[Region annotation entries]
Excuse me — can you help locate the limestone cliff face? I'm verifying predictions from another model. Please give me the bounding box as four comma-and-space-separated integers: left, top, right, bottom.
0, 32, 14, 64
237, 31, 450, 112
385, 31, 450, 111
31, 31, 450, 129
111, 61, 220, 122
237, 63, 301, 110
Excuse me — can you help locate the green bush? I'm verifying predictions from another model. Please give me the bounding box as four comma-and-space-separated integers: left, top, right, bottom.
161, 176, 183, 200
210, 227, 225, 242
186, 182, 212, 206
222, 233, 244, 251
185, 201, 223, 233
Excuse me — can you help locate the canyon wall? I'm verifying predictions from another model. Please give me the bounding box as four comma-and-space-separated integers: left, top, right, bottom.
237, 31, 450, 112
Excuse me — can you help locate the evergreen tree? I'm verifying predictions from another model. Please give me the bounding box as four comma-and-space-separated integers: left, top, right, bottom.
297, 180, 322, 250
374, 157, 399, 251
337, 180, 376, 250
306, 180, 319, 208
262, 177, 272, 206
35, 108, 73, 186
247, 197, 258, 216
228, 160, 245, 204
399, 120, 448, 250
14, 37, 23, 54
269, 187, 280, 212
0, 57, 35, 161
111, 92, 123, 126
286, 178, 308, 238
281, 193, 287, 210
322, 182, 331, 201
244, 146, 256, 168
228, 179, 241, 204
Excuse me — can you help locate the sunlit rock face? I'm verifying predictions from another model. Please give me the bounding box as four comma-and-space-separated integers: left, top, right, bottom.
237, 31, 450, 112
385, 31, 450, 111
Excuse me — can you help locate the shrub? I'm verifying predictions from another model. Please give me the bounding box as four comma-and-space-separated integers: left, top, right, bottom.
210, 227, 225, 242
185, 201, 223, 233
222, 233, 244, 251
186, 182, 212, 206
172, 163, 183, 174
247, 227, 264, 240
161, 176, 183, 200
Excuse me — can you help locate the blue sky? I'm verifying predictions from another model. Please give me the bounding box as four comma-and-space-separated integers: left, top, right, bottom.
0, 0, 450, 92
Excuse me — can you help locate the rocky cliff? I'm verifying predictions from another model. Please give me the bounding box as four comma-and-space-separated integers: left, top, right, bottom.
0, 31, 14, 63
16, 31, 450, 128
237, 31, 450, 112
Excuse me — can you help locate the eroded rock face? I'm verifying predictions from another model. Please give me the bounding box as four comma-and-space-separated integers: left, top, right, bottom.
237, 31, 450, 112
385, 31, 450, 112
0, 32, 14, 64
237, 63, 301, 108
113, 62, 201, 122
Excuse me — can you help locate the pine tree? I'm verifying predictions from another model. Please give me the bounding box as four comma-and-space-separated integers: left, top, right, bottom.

— Task requirements —
Copy exactly, word for word, the line with "Excuse me — can you help locate the canyon" through the final line of the listing.

— Final result —
Excuse me — can you help locate the canyon wall? I'm verifying predictions from another model. Please give me the bounding box as four comma-and-space-separated integers: left, top, right, bottom.
237, 31, 450, 112
Excuse me — can you help locate the evergreen tree? I'm verifying predictions from another model. Please give me the bounding box as four comma-and-space-separated integers: left, top, right, bottom.
297, 180, 322, 250
374, 157, 399, 251
337, 180, 376, 250
306, 180, 319, 208
262, 177, 272, 206
35, 108, 73, 186
247, 197, 258, 216
228, 160, 245, 204
399, 120, 448, 250
14, 37, 23, 54
269, 187, 280, 212
0, 57, 35, 161
111, 92, 123, 126
286, 178, 308, 238
281, 193, 287, 210
322, 182, 331, 201
244, 146, 256, 168
228, 179, 241, 204
Excuse me — can you help locate the sunlit rock face? I'm verifying predictions from another model. Please give me the bounding box as four comma-and-space-separated integers: left, top, right, bottom.
237, 31, 450, 112
385, 31, 450, 111
Excuse me — can you help locate the shrub? I'm verifying predictions from another model. Please give me the bounding box as four comma-and-space-separated integers: left, top, right, bottom.
210, 227, 225, 242
185, 201, 223, 233
222, 233, 244, 251
186, 182, 212, 206
172, 163, 183, 174
247, 227, 264, 240
161, 176, 183, 200
Excuse me — can you help locate the blue sky? I'm verifying predictions from another model. Please give me the bounding box as four comma-and-space-separated integers: left, top, right, bottom.
0, 0, 450, 92
Excuse me — can you help locate the rocky cliff? I'm verifying predictions from another model. Please give me the bounding box as four comma-and-space-separated integers: left, top, right, bottom.
0, 31, 14, 63
16, 31, 450, 128
237, 31, 450, 112
Excuse me — can you help locate the eroded rock face? I'm verifying predictions from another model. Please give me the bounding box as four comma-and-space-separated integers: left, top, right, bottom.
237, 31, 450, 112
385, 31, 450, 112
0, 32, 14, 64
237, 63, 301, 108
113, 62, 201, 122
Excuse me — can you help locate the pine tree? I'm verifying predictions from another model. Please give me the bounding box as four comma-and-space-separated integers: left, top, right, bottom.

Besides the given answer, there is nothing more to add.